## [TASK PROMPT]
Print the lines of the listing from the line with "the snow bank?" up to and including the line with "[2,265,730,487]", copying each one character for character.

## [INPUT MATERIAL]
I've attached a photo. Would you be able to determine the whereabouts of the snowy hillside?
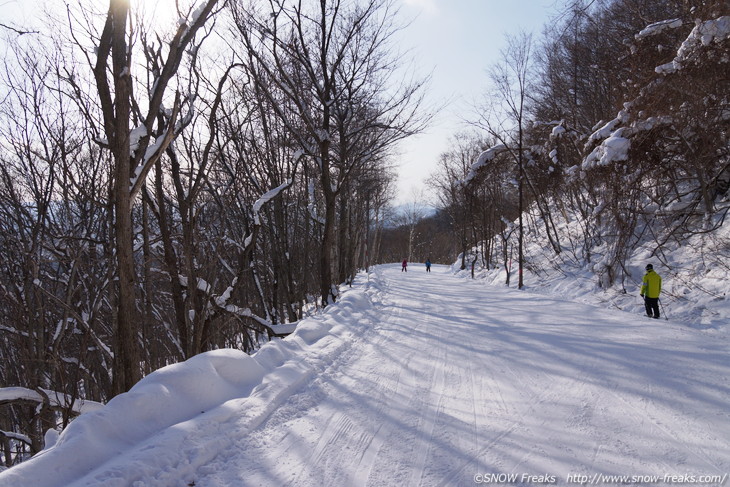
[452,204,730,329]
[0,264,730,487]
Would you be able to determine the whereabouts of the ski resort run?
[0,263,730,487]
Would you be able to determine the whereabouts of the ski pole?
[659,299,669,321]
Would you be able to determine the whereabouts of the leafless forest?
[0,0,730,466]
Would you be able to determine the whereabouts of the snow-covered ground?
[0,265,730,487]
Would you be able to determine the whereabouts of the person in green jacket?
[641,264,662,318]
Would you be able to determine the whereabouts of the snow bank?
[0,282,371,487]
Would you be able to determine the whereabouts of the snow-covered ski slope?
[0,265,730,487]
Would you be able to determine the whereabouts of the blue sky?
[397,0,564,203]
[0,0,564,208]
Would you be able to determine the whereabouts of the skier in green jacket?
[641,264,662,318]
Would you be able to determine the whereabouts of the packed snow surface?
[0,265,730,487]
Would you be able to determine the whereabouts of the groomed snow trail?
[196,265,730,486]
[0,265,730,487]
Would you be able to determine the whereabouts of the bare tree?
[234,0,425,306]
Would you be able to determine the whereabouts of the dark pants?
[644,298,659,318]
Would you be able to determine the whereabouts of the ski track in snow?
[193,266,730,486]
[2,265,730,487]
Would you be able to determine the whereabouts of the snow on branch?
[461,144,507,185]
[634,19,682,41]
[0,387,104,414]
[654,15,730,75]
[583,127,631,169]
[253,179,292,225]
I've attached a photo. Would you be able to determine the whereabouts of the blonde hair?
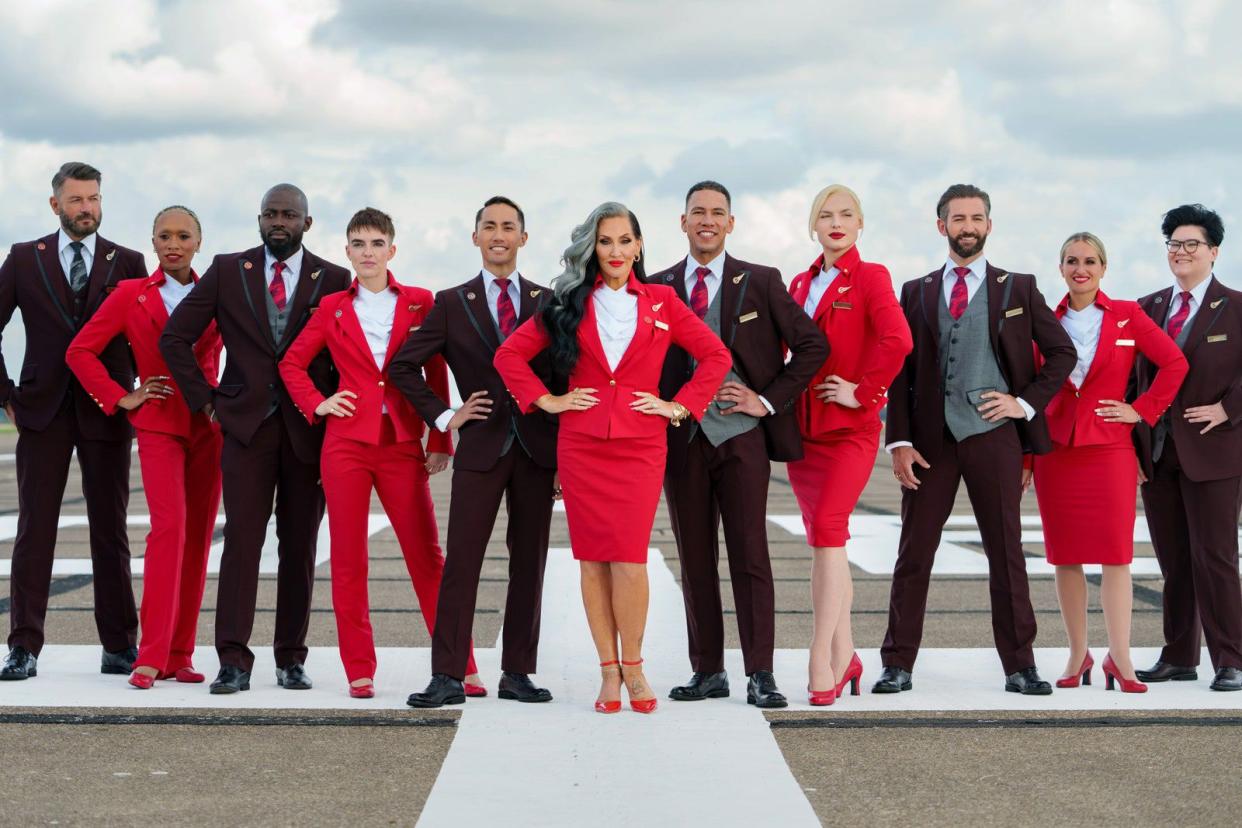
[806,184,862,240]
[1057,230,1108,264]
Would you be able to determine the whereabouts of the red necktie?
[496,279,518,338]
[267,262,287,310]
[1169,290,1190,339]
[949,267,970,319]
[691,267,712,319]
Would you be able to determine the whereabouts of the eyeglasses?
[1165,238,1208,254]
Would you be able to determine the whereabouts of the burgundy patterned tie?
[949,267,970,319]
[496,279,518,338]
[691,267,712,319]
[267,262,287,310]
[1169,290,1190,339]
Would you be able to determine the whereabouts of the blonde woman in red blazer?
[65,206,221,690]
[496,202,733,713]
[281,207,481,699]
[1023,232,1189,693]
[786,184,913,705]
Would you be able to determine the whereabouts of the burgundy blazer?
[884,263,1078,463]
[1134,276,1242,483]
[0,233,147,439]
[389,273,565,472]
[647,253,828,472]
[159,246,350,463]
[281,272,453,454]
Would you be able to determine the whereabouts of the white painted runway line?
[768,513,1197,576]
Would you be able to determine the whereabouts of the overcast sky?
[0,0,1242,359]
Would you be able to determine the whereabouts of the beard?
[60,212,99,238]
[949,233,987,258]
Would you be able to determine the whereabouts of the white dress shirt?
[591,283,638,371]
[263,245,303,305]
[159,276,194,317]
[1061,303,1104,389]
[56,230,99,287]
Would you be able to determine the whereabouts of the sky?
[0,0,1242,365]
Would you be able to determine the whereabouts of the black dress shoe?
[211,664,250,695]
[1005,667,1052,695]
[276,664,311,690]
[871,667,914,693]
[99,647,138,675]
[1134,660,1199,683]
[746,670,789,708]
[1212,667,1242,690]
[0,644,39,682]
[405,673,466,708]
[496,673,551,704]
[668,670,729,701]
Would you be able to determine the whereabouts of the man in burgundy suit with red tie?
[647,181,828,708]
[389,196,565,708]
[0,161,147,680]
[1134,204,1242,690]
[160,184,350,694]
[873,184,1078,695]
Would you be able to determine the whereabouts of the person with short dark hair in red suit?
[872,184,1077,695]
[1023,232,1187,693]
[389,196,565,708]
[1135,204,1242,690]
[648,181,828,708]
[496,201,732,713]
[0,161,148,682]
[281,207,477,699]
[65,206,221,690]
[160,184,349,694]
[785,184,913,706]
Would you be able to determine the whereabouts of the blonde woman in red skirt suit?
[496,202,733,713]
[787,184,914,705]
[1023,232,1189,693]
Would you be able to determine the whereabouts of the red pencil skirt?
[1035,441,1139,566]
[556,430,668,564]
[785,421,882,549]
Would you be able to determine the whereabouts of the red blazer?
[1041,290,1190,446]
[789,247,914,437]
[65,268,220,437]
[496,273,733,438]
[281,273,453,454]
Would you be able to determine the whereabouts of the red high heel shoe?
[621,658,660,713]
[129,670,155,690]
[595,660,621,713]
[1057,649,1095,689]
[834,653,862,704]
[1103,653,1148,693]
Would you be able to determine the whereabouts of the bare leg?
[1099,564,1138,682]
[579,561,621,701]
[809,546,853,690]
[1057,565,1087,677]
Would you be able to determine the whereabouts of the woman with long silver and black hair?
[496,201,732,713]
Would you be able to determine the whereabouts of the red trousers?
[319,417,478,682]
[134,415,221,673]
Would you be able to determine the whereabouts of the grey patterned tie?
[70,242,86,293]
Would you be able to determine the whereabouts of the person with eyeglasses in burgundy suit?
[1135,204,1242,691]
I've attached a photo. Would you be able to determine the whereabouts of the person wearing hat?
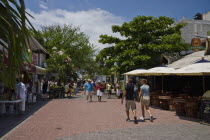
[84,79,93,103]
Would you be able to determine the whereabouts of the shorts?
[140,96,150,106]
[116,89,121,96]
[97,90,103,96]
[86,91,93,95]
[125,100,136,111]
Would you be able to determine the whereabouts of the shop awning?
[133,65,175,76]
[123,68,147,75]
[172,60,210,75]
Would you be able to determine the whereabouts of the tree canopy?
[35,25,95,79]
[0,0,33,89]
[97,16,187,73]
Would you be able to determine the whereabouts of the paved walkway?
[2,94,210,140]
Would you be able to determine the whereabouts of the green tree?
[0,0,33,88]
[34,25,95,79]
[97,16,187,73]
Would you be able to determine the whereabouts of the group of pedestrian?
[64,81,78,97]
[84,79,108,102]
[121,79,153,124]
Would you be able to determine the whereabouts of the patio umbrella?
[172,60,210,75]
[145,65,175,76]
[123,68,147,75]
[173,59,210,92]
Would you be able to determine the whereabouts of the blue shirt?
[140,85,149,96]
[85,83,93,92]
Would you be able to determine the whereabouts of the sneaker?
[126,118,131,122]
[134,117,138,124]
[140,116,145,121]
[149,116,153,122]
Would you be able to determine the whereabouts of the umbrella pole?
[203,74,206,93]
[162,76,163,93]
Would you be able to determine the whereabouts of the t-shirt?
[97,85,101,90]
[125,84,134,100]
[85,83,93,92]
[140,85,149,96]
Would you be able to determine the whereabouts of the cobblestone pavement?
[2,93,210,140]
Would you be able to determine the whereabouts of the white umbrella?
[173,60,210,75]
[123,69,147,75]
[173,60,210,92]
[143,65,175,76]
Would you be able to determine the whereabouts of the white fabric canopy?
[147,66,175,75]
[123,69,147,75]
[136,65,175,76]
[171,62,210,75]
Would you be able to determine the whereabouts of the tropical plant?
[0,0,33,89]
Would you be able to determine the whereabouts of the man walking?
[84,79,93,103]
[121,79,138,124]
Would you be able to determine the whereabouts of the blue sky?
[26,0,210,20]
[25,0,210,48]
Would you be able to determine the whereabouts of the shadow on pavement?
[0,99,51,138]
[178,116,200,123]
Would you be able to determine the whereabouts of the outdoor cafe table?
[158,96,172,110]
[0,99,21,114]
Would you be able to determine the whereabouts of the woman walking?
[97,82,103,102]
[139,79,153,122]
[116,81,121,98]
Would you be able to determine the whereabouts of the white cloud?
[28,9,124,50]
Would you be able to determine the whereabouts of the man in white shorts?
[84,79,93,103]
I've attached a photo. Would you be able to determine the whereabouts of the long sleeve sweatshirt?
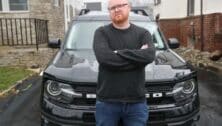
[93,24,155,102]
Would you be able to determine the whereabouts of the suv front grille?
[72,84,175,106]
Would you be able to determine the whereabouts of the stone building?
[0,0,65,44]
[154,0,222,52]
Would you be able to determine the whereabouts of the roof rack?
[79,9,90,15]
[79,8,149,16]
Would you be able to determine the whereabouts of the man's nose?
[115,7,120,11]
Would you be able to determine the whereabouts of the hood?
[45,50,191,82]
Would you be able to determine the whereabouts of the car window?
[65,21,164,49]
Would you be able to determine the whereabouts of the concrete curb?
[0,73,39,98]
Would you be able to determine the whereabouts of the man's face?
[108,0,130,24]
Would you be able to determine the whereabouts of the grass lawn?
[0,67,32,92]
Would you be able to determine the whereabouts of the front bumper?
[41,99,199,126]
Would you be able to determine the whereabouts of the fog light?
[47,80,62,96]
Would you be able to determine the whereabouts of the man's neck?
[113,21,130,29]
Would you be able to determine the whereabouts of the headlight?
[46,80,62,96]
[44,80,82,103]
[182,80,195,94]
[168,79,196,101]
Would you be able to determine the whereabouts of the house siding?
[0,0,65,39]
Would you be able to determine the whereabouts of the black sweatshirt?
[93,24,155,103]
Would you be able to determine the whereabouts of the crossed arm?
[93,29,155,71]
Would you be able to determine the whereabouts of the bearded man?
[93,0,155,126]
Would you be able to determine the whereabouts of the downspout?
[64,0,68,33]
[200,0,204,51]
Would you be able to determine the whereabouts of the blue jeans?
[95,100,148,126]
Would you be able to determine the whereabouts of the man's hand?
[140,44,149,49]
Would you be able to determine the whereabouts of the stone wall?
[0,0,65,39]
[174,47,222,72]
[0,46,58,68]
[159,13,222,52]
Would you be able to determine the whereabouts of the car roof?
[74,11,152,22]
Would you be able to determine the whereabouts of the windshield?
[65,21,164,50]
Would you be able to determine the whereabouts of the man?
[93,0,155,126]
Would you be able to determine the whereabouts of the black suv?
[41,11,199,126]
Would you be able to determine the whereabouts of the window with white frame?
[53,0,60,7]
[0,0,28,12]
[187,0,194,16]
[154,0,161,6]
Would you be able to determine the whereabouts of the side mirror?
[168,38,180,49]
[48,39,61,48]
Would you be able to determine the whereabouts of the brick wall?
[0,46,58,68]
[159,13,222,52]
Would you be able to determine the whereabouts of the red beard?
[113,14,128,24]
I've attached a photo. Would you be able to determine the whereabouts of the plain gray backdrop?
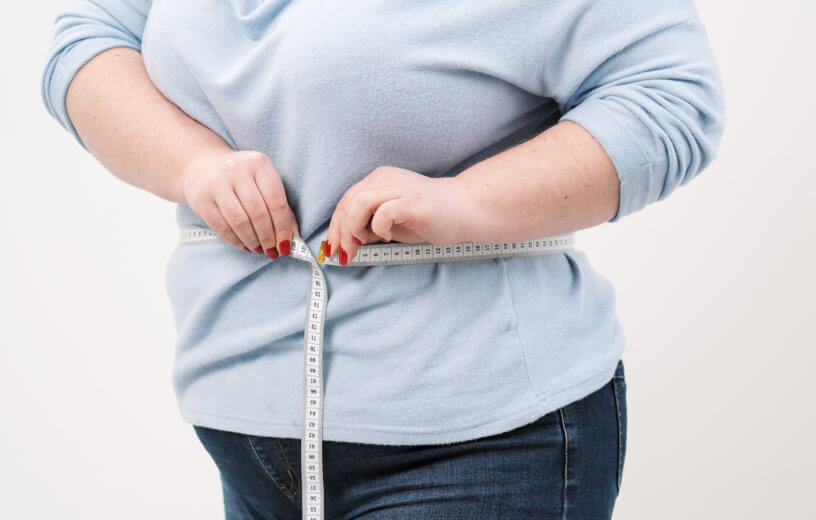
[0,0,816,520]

## [SOLUTION TO THIS PROBLEM]
Would you be able to determine the whereabouts of the snow bank?
[0,282,371,487]
Would you be able to determine the whereabouts of the snow-covered ski slope?
[0,265,730,487]
Would you be able to determine the whereabouts of the blue sky?
[397,0,564,203]
[0,0,564,208]
Would you be able to determine the whereabouts of the skier in green jacket?
[641,264,662,318]
Would you be able to determine the whereabouts of the packed snow surface?
[0,265,730,487]
Would you be able to determine the whereabouts of the groomed snow trail?
[196,265,730,486]
[0,265,730,487]
Would you be able to determine the whereabouts of the bare tree?
[234,0,425,306]
Would you be able to determine the whereabouts of the dark pants?
[644,298,659,318]
Would you be able to determine the whereabouts of the ski track in snow?
[193,266,730,486]
[2,265,730,487]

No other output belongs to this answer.